→ **Work required**
Exactly the lines from the one holding "shorts, returning a bounding box for each." through the final line of the data are wanted, copied as written.

Free-text object descriptions:
________

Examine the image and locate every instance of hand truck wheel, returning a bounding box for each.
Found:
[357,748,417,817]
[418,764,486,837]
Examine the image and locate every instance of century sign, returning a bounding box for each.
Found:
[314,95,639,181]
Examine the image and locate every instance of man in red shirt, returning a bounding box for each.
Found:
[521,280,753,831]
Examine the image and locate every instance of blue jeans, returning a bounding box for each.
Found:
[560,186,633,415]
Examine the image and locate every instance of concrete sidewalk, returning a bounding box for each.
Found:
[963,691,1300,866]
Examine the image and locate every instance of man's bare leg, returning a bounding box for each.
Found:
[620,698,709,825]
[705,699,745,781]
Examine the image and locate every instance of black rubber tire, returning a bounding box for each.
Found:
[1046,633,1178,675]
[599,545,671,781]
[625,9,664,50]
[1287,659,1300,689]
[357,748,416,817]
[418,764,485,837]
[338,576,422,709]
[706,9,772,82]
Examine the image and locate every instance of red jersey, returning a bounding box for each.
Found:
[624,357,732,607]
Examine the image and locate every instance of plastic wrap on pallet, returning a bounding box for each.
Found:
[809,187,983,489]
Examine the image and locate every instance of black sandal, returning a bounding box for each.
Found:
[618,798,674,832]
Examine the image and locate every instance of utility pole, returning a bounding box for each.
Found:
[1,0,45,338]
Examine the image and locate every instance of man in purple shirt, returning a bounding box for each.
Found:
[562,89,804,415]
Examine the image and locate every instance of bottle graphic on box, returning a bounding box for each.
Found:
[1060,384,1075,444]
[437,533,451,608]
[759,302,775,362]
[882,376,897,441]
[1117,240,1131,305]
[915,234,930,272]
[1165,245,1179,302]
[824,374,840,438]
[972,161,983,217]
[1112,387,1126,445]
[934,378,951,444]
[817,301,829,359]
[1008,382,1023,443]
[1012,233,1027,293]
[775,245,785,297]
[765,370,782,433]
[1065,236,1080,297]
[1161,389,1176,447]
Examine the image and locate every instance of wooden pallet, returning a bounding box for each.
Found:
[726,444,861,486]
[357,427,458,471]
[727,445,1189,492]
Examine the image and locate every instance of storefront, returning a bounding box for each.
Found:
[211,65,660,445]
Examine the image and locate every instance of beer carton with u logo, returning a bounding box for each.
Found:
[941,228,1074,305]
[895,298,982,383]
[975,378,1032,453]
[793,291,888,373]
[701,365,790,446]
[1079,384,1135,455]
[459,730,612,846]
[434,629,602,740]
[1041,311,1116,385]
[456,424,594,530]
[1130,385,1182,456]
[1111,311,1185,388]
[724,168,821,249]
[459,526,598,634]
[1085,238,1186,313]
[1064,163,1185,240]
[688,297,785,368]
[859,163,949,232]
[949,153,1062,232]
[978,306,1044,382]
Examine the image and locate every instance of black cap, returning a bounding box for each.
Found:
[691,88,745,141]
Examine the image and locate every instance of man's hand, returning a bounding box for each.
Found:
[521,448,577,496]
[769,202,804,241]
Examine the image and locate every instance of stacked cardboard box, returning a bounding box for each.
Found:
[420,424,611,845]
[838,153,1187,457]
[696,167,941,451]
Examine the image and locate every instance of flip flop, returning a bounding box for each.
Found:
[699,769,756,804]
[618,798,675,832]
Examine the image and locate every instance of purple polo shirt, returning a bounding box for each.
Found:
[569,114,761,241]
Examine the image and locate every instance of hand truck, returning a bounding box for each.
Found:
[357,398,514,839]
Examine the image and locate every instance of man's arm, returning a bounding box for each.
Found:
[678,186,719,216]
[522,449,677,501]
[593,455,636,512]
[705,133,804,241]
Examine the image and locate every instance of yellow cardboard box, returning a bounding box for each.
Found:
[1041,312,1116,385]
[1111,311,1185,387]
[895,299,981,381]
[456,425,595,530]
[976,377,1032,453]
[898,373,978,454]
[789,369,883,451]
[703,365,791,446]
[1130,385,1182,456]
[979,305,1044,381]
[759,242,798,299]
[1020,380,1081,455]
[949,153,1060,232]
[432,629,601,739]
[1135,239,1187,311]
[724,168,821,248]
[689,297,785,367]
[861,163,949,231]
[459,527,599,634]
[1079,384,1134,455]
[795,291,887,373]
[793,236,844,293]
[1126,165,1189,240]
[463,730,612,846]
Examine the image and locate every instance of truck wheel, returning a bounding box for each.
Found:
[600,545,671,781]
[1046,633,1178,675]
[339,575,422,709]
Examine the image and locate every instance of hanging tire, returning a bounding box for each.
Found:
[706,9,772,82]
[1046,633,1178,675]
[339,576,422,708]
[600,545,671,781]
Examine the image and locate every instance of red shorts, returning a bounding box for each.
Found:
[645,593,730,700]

________

→ **Reply**
Examine the image and locate every instance of red shorts, returning a bounding box for each.
Found:
[645,593,730,700]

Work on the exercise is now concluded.